- [Consigne 1]
Traduisez en anglais cette phrase de l'extrait sur la foi : « Je communiais chaque premier vendredi du mois, bref, j'étais croyant et pratiquant. »
- [Consigne 2]
Dans l'extrait sur la foi, quel ouvrage de Descartes figurait parmi les lectures du lycée ?
- [Consigne 3]
Poursuivez l'extrait sur la foi à la suite de sa dernière phrase.

- [Source]
○ ○ ○ ○ ○

Votre Sainteté ; me permettez-​vous de vous dire à mon tour quelque chose de ma for­ma­tion cultu­relle ? J’ai été éle­vé par une mère très catho­lique. A 12 ans, j’ai même gagné un concours de caté­chisme entre toutes les paroisses de Rome et à cette occa­sion le Vicariat m’a remis un prix. Je com­mu­niais chaque pre­mier ven­dre­di du mois, bref, j’é­tais croyant et pra­ti­quant. Mais tout a chan­gé pen­dant mes études secon­daires. Au lycée, je lus entre autres textes de phi­lo­so­phie qui étaient au pro­gramme, le « Discours de la méthode » de Descartes et je fus frap­pé par la phrase que nous connais­sons bien « Je pense, donc je suis. » Le« je« devint ain­si la base de l’exis­tence humaine, le siège auto­nome de la pensée.

« Descartes n’a cepen­dant jamais renié la foi du Dieu transcendant »

C’est vrai, mais il avait jeté le fon­de­ment d’une vision com­plè­te­ment dif­fé­rente. J’empruntai ce par­cours et, cor­ro­bo­ré par d’autres lec­tures, par­vins dans les contrées où je me trouve aujourd’hui

« Cependant, si j’ai bien com­pris, vous êtes non-​croyant mais pas anti­clé­ri­cal. Ce sont deux choses bien différentes. »

○ ○ ○ ○ ○

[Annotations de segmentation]
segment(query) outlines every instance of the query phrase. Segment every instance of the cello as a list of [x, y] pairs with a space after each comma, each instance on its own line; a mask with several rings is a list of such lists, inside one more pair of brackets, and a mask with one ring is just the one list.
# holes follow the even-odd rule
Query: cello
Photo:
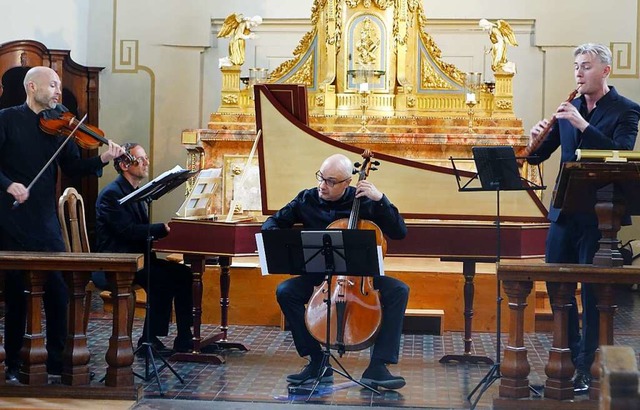
[[[371, 151], [366, 150], [358, 173], [358, 181], [366, 179], [370, 170], [375, 170], [371, 162]], [[349, 218], [338, 219], [327, 229], [369, 229], [376, 232], [376, 242], [386, 253], [387, 243], [380, 228], [373, 222], [359, 219], [360, 198], [354, 198]], [[327, 293], [331, 289], [331, 306], [327, 306]], [[329, 346], [336, 349], [340, 356], [345, 351], [362, 350], [371, 346], [382, 324], [382, 305], [379, 292], [373, 288], [370, 276], [331, 276], [331, 286], [325, 280], [314, 289], [305, 311], [305, 324], [318, 342], [327, 344], [327, 313], [330, 314]]]

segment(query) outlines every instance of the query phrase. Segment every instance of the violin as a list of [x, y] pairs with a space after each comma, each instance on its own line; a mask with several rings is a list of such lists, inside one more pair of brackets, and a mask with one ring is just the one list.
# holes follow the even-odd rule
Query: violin
[[[565, 102], [571, 102], [574, 98], [576, 98], [576, 95], [578, 95], [578, 93], [580, 92], [579, 90], [580, 90], [580, 87], [571, 91], [571, 93], [569, 94], [569, 97], [567, 97]], [[551, 117], [551, 119], [547, 123], [547, 126], [544, 127], [542, 131], [540, 131], [540, 134], [538, 134], [536, 138], [534, 138], [529, 143], [529, 145], [527, 145], [522, 151], [520, 151], [517, 156], [528, 157], [532, 152], [537, 150], [542, 144], [542, 141], [544, 141], [547, 134], [549, 134], [549, 131], [551, 131], [551, 128], [553, 128], [553, 126], [556, 124], [557, 121], [558, 119], [556, 118], [555, 115]], [[524, 158], [518, 158], [516, 162], [518, 163], [518, 165], [522, 166], [522, 164], [524, 163], [524, 160], [525, 160]]]
[[[76, 143], [82, 148], [95, 149], [102, 144], [109, 144], [109, 141], [104, 138], [104, 133], [96, 127], [84, 124], [84, 120], [87, 115], [78, 120], [73, 114], [69, 112], [69, 109], [62, 104], [56, 104], [55, 108], [43, 110], [40, 112], [40, 129], [47, 134], [62, 135], [65, 140], [60, 144], [56, 152], [49, 158], [46, 164], [40, 169], [38, 175], [31, 180], [27, 190], [30, 191], [33, 184], [42, 176], [44, 171], [51, 165], [56, 159], [62, 148], [69, 142], [71, 137], [74, 138]], [[17, 209], [20, 203], [15, 200], [11, 209]]]
[[[366, 150], [362, 157], [358, 181], [364, 180], [372, 165], [373, 155]], [[368, 220], [359, 219], [360, 198], [353, 200], [349, 218], [338, 219], [327, 227], [328, 229], [369, 229], [376, 232], [376, 242], [382, 246], [383, 254], [386, 252], [387, 243], [382, 235], [382, 230]], [[331, 306], [327, 307], [328, 283], [325, 280], [320, 286], [316, 286], [305, 311], [305, 324], [311, 335], [322, 344], [327, 344], [327, 311], [331, 309], [330, 343], [332, 349], [338, 351], [340, 356], [347, 350], [362, 350], [371, 346], [382, 324], [382, 305], [380, 294], [373, 288], [371, 276], [343, 276], [331, 277]]]
[[[62, 104], [40, 112], [40, 129], [47, 134], [69, 136], [78, 123], [80, 121], [75, 115]], [[109, 141], [104, 138], [104, 132], [92, 125], [80, 123], [73, 137], [75, 142], [84, 149], [96, 149], [102, 144], [109, 145]]]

○ ○ ○ ○ ○

- [Réponse 1]
I received Communion every first Friday of the month; in short, I was a believer and practiced my faith.

- [Réponse 2]
Le « Discours de la méthode ».

- [Réponse 3]
C’est vrai, je ne suis pas anti­clé­ri­cal, mais je le deviens quand je ren­contre un tenant du cléricalisme.

Il me sou­rit et me répond :« Cela m’ar­rive aus­si, lorsque j’en ai un devant moi et je deviens sou­dain anti­clé­ri­cal. Le clé­ri­ca­lisme ne devrait rien avoir à faire avec le chris­tia­nisme. Saint Paul fut le pre­mier à s’a­dres­ser aux Gentils, aux païens, aux croyants d’autres reli­gions ; il fut le pre­mier à nous ensei­gner cela. »

Puis-​je vous deman­der, Votre Sainteté, quels sont les saints que vous res­sen­tez comme les plus proches de votre âme, ceux sur les­quels s’est for­mée votre expé­rience religieuse ?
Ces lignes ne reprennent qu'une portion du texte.